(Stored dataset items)
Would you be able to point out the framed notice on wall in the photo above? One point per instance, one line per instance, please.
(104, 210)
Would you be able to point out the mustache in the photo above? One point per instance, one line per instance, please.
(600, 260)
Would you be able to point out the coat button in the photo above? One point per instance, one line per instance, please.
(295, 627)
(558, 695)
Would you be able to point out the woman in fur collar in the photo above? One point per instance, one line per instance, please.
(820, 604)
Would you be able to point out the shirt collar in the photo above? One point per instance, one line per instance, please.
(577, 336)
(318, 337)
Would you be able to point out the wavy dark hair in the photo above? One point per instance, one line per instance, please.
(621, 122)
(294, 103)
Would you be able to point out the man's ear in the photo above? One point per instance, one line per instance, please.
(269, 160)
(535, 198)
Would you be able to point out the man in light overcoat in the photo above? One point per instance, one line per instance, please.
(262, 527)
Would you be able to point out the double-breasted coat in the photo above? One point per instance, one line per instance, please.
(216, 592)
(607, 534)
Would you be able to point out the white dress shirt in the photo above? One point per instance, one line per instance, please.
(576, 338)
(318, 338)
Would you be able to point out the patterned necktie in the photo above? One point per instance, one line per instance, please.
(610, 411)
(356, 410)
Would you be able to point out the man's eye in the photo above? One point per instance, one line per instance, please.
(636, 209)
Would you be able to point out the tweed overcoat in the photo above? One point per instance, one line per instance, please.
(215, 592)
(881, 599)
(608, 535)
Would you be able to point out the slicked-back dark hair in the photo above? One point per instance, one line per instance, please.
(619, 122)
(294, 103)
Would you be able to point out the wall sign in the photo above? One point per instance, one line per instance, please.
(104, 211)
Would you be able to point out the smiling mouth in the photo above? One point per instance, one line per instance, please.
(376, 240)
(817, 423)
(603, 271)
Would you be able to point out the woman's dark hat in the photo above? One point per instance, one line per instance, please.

§ **TASK**: Copy every entry exactly as it is given.

§ **WRITTEN SOLUTION**:
Would you be able to point out the framed notice on wall in the photo above? One point per instance, one line per instance, please.
(104, 210)
Would you be able to point out the mustache in the photo above? One point per instance, one line per instance, please.
(600, 260)
Would you be able to point out the coat button in the photo above? One point per instance, one line per instance, please.
(295, 627)
(558, 695)
Would you be able to point out the woman in fur collar in the photo above? One point per instance, one line per instance, please.
(820, 604)
Would you be able to point out the shirt collar in the photo above? One point per instance, one line per instance, please.
(577, 336)
(318, 337)
Would you be able to point out the wavy dark hair in the photo above? One point per instance, one line per instance, please.
(621, 122)
(294, 103)
Would you be able to point out the man's ear in the photo above? One point per instance, one line per instance, please.
(269, 160)
(535, 198)
Would you be able to point out the man in light overcoat in the photo above? One point per instance, one line per instance, please.
(262, 527)
Would you be able to point out the double-breasted coat in the photo above? One point per instance, one line per instance, please.
(216, 592)
(607, 534)
Would you be able to point out the white dress shirt in the photo above? One point per instance, one line per instance, please.
(576, 338)
(318, 338)
Would you be able to point out the patterned necktie in the photo above? One point per instance, one line per instance, please.
(610, 411)
(356, 410)
Would you be able to point out the man's eye in the photo above? One point per instance, one line per instance, please.
(636, 209)
Would you be able to point out the tweed overcoat in the photo above? One point per instance, one line per instance, please.
(215, 592)
(881, 599)
(608, 535)
Would you be able to point out the slicked-back dark hair in the photo above? One point per instance, one line per instance, please.
(619, 122)
(294, 103)
Would you be able to point out the wall sign in the photo above? One point per instance, one line per instance, please.
(104, 211)
Would you be able to point out the smiling mouth in the photo above? One point per instance, one line per instance, please.
(376, 240)
(817, 423)
(603, 271)
Would you be able to point out the woman's dark hat in the photo above? One point per instance, one line per instance, please.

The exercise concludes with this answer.